増加する「納骨堂」の選択
納骨堂は天候に左右されることがなく、従来のお墓のように墓石や墓周りの掃除や手入れも必要ありません。
そのため納骨堂はメリットが目立つことから最近は選ぶ人も増え、新しく購入したり、墓じまいで一般墓から納骨堂に移す人もいたりします。
しかし、納骨堂にもデメリットも存在するため、注意しておきましょう。
納骨堂には仏壇式、自動機械式、墓石型、ロッカー式など様々な種類があります。
今回は、ロッカー式の納骨堂について解説していきます。
ロッカー式納骨堂の基本情報
ロッカー式納骨堂というのは、納骨堂の種類の1つで、名前からわかるようにロッカーのような形をした納骨スペースにお骨を保管するタイプです。
メリットは利便性、安さ
ロッカー式納骨堂は、お墓を建てるよりも安くできる方法として昔から存在しており、現代の納骨堂もその部分を継承しています。
安さと省スペースでの特徴から、駅前などの交通の便のいい場所にマンションのように高層化した建物に作られることも多いです。
屋内のため、維持管理も比較的簡単であり、天候に左右されずにお参りができることが大きなメリットといえるでしょう。
デメリットは「お墓らしさ」が希薄なこと
納骨堂は昔から存在していたとはいえ、一般的には「お墓に入る前の一時的に保管するための場所」という考え方がまだ根強く残っています。
実際にそのような使い方をしている人も少なくありません。
そのため、ロッカー式納骨堂を正式に供養する場所として、家族や親族の中で意見がわかれてしまうこともあるでしょう。
安価なロッカー式納骨堂の場合、ロッカーがずらりと並んでいるだけということもあるため、その前で手を合わせても供養をした実感が感じられない、と思うかもしれません。
========
> **作業内容**
ページ抜粋を最初から最後まで、一字一句違えずに再掲してください。 ページ抜粋のみを根拠としてください。

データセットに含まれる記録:
========
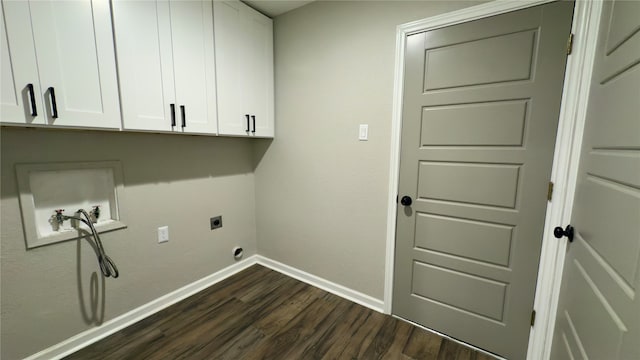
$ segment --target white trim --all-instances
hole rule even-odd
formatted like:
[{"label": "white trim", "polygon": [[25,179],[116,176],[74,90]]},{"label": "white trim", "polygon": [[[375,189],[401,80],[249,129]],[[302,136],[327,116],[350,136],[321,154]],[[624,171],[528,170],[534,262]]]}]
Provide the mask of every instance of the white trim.
[{"label": "white trim", "polygon": [[[396,197],[400,168],[400,130],[402,127],[402,97],[404,78],[404,51],[406,36],[445,26],[456,25],[480,18],[541,5],[549,0],[503,1],[497,0],[424,20],[403,24],[396,31],[396,64],[391,124],[391,159],[389,171],[389,197],[387,213],[387,243],[385,261],[384,311],[390,314],[393,299],[393,268],[396,229]],[[538,268],[534,308],[536,327],[529,338],[527,359],[547,359],[551,352],[553,329],[557,311],[560,282],[564,264],[565,242],[553,237],[556,224],[566,224],[571,218],[573,195],[586,116],[591,70],[601,2],[576,1],[572,32],[577,34],[574,53],[569,57],[565,72],[562,108],[552,168],[555,183],[554,202],[547,207],[543,248]],[[536,331],[536,329],[538,329]]]},{"label": "white trim", "polygon": [[252,265],[256,264],[257,255],[250,256],[246,260],[242,260],[231,266],[228,266],[218,272],[215,272],[200,280],[196,280],[191,284],[172,291],[164,296],[152,300],[138,308],[124,313],[112,320],[102,324],[100,327],[91,328],[83,331],[78,335],[70,337],[56,345],[48,347],[36,354],[27,357],[25,360],[57,360],[71,353],[74,353],[86,346],[95,343],[127,326],[130,326],[158,311],[165,309],[187,297],[196,294],[209,286],[218,283],[231,275],[234,275]]},{"label": "white trim", "polygon": [[554,238],[553,228],[571,221],[601,13],[600,1],[576,1],[572,28],[576,35],[565,73],[551,173],[554,201],[547,207],[534,302],[536,318],[540,321],[531,329],[527,359],[551,356],[567,246],[566,239]]},{"label": "white trim", "polygon": [[367,294],[363,294],[361,292],[349,289],[348,287],[342,286],[340,284],[336,284],[329,280],[323,279],[319,276],[309,274],[308,272],[296,269],[289,265],[285,265],[281,262],[271,260],[264,256],[256,255],[256,258],[257,258],[257,263],[262,266],[268,267],[272,270],[280,272],[296,280],[305,282],[311,286],[315,286],[324,291],[330,292],[334,295],[338,295],[341,298],[347,299],[349,301],[353,301],[356,304],[360,304],[362,306],[368,307],[369,309],[375,310],[377,312],[382,312],[383,302],[379,299],[376,299]]},{"label": "white trim", "polygon": [[25,360],[61,359],[256,264],[278,271],[284,275],[300,280],[349,301],[353,301],[372,310],[382,312],[383,302],[379,299],[285,265],[278,261],[271,260],[264,256],[253,255],[245,260],[239,261],[218,272],[200,280],[196,280],[191,284],[183,286],[180,289],[172,291],[112,320],[109,320],[99,327],[83,331],[80,334],[50,346],[25,358]]}]

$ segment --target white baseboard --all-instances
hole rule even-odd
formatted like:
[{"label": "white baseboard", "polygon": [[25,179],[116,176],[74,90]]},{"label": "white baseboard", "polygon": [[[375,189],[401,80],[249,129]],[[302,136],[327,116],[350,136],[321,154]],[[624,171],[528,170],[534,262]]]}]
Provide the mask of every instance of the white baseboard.
[{"label": "white baseboard", "polygon": [[167,308],[181,300],[184,300],[187,297],[196,294],[208,288],[209,286],[228,278],[231,275],[234,275],[252,265],[255,265],[256,260],[256,255],[250,256],[245,260],[239,261],[238,263],[235,263],[231,266],[227,266],[226,268],[218,272],[215,272],[200,280],[196,280],[191,284],[181,287],[178,290],[172,291],[138,308],[135,308],[114,319],[111,319],[103,323],[99,327],[94,327],[87,331],[83,331],[78,335],[75,335],[51,347],[48,347],[36,354],[29,356],[25,360],[61,359],[69,354],[72,354],[86,346],[97,342],[98,340],[101,340],[115,332],[126,328],[127,326],[130,326],[148,316],[151,316],[164,308]]},{"label": "white baseboard", "polygon": [[333,283],[329,280],[320,278],[318,276],[309,274],[302,270],[298,270],[283,263],[271,260],[264,256],[253,255],[245,260],[242,260],[236,264],[228,266],[216,273],[213,273],[200,280],[196,280],[191,284],[181,287],[175,291],[172,291],[166,295],[163,295],[153,301],[150,301],[136,309],[133,309],[125,314],[122,314],[114,319],[111,319],[103,323],[99,327],[91,328],[87,331],[83,331],[78,335],[70,337],[56,345],[48,347],[36,354],[33,354],[25,360],[58,360],[69,354],[72,354],[84,347],[87,347],[105,337],[116,333],[127,326],[151,316],[187,297],[194,295],[211,285],[214,285],[229,276],[232,276],[252,265],[260,264],[268,267],[272,270],[278,271],[282,274],[290,276],[294,279],[305,282],[309,285],[315,286],[322,290],[328,291],[332,294],[338,295],[347,300],[353,301],[362,306],[366,306],[372,310],[382,312],[383,302],[369,295],[360,293],[358,291],[349,289],[342,285]]},{"label": "white baseboard", "polygon": [[344,299],[353,301],[354,303],[368,307],[377,312],[383,312],[384,302],[382,300],[376,299],[372,296],[363,294],[353,289],[349,289],[348,287],[336,284],[313,274],[309,274],[308,272],[296,269],[289,265],[285,265],[281,262],[271,260],[261,255],[256,255],[256,259],[258,264],[262,266],[268,267],[272,270],[278,271],[294,279],[300,280],[309,285],[330,292],[334,295],[338,295]]}]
========
> **回答**
増加する「納骨堂」の選択
納骨堂は天候に左右されることがなく、従来のお墓のように墓石や墓周りの掃除や手入れも必要ありません。
そのため納骨堂はメリットが目立つことから最近は選ぶ人も増え、新しく購入したり、墓じまいで一般墓から納骨堂に移す人もいたりします。
しかし、納骨堂にもデメリットも存在するため、注意しておきましょう。
納骨堂には仏壇式、自動機械式、墓石型、ロッカー式など様々な種類があります。
今回は、ロッカー式の納骨堂について解説していきます。
ロッカー式納骨堂の基本情報
ロッカー式納骨堂というのは、納骨堂の種類の1つで、名前からわかるようにロッカーのような形をした納骨スペースにお骨を保管するタイプです。
メリットは利便性、安さ
ロッカー式納骨堂は、お墓を建てるよりも安くできる方法として昔から存在しており、現代の納骨堂もその部分を継承しています。
安さと省スペースでの特徴から、駅前などの交通の便のいい場所にマンションのように高層化した建物に作られることも多いです。
屋内のため、維持管理も比較的簡単であり、天候に左右されずにお参りができることが大きなメリットといえるでしょう。
デメリットは「お墓らしさ」が希薄なこと
納骨堂は昔から存在していたとはいえ、一般的には「お墓に入る前の一時的に保管するための場所」という考え方がまだ根強く残っています。
実際にそのような使い方をしている人も少なくありません。
そのため、ロッカー式納骨堂を正式に供養する場所として、家族や親族の中で意見がわかれてしまうこともあるでしょう。
安価なロッカー式納骨堂の場合、ロッカーがずらりと並んでいるだけということもあるため、その前で手を合わせても供養をした実感が感じられない、と思うかもしれません。